(Passage provided begins)

Head and Neck Cancer surveillance

As mentioned in a previous blog there are three stages of cancer care. The preparatory stage, the treatment stage and the surveillance stage.

Like the other stages it is a stressful stage because patients wonder whether the treatment worked and/or whether the cancer will come back.

The time to really start assessing the success of cancer treatment can vary depending on the severity of the disease and what treatment was given, but on average the soonest we start looking is at three months. The inflammatory effects of treatment can be longstanding and make surveillance difficult through this stage but it is especially difficult in the first three months. 

Any visit to doctors within the first three months therefore, is largely about determining how the patient coped during the treatment. It’s about optimising the recovery and identifying concerns that will effect the long term quality of life of patients. In the head and neck for example, we focus a lot on swallowing, chewing, talking and weight loss. 

It can be difficult for patients to know which doctor should take responsibility for surveillance if there have been many doctors involved. For head and neck cancer, this is generally the head and neck surgeon, even if the treatment did not involve surgery and perhaps only radiation. The reason for this is that many cancers originate in difficult to examine areas and it is the head and neck surgeon with our endoscopes that can examine these areas best.

(Passage provided ends)
(Entries provided begins)

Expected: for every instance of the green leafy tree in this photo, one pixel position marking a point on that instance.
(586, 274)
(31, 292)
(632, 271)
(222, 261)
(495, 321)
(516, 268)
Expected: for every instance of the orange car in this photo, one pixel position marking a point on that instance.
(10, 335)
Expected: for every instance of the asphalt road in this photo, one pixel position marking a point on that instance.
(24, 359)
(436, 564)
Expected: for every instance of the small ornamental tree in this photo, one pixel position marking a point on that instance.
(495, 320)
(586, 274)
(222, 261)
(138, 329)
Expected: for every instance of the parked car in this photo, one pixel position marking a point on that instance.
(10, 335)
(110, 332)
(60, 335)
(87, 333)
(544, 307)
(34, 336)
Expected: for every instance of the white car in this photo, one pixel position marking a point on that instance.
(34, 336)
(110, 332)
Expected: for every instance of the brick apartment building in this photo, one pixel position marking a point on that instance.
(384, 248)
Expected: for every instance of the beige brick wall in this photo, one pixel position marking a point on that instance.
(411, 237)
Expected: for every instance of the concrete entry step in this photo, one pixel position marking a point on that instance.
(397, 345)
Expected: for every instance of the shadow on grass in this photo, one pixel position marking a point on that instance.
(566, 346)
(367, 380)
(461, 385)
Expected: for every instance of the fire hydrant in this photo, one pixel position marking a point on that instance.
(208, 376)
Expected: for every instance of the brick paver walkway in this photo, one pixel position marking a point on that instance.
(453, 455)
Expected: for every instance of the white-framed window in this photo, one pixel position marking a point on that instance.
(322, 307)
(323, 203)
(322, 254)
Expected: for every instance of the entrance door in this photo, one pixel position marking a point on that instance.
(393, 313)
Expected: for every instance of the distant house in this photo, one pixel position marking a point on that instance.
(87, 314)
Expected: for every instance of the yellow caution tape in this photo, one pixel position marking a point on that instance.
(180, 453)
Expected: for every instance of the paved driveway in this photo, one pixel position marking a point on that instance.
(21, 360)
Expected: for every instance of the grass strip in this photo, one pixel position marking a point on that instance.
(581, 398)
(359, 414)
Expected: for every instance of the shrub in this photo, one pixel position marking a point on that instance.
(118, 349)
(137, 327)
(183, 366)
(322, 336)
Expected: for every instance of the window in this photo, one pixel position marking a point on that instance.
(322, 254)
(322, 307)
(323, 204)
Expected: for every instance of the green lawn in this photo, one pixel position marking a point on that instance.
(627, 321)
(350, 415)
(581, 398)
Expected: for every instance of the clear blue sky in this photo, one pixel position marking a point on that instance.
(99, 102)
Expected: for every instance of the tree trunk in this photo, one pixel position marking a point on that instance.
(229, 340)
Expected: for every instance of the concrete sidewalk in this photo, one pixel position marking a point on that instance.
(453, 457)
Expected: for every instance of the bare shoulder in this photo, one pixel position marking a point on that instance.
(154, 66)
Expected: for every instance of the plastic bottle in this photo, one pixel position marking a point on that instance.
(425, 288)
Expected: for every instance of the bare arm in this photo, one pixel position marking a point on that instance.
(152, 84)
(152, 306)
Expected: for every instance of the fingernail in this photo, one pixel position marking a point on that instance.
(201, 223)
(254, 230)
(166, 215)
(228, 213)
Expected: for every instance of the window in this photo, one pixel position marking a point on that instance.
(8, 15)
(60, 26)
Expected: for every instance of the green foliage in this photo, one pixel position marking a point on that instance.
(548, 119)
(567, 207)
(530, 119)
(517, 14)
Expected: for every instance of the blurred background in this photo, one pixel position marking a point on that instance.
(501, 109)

(Entries provided ends)

▶ [What you need to do]
1) Using the head and neck cancer surveillance text, answer these:
(a) What are the three stages of cancer care?
(b) On average, how soon after treatment do doctors start assessing whether it succeeded?
(c) Which doctor generally takes responsibility for surveillance of head and neck cancer?
2) Please carry on the head and neck cancer surveillance text from its last sentence.
The records have nothing to do with the head and neck cancer surveillance text.

▶ [Responses per task]
1)
(a) The preparatory stage, the treatment stage and the surveillance stage.
(b) At three months.
(c) The head and neck surgeon.

2)
After three months we start to consider what the best tools for surveillance are. It is of course different for every cancer, at every stage, for every person, but in general we use the clinical history with examination, and imaging as the primary tools. 

History and examination involve identifying symptoms that concern us and findings such as swellings or ulcers that are not improving or getting worse. Persistent or worsening pain and masses that are not decreasing in size are often early warning signs of concern. We are also looking for the possibility of any new cancers developing. 

History and examination usually guides us to decide what imaging to use as the next step. The most common imaging modalities are the neck ultrasound to assess for lymph nodes, the CT scan is excellent for both lymph nodes and primary tumours especially if there has been bone involvement. MRIs are also excellent soft tissue scans especially for nerves, brain, salivary glands and eyes. The PET CT scan is especially valuable when radiation has been involved. 

The PET CT scan is both a physiological and anatomical scan assessing activity and position of possible cancer. The earliest it can be used is 12 weeks, but if we are clinically happy there has been an good response to treatment then we prefer 4-6 months after treatment has been completed. The reason for this is that false positive results are more likely the earlier the scan is done, which increase stress levels and results in good decisions difficult to make. 

The chance of recurrence of head and neck cancer is highest in the first two years and therefore regular visits with doctors is important to pick up anything concerning quickly. The rationale behind this is that if surgical salvage is done early, it gives the best outcomes both from a cure and quality of life perspective.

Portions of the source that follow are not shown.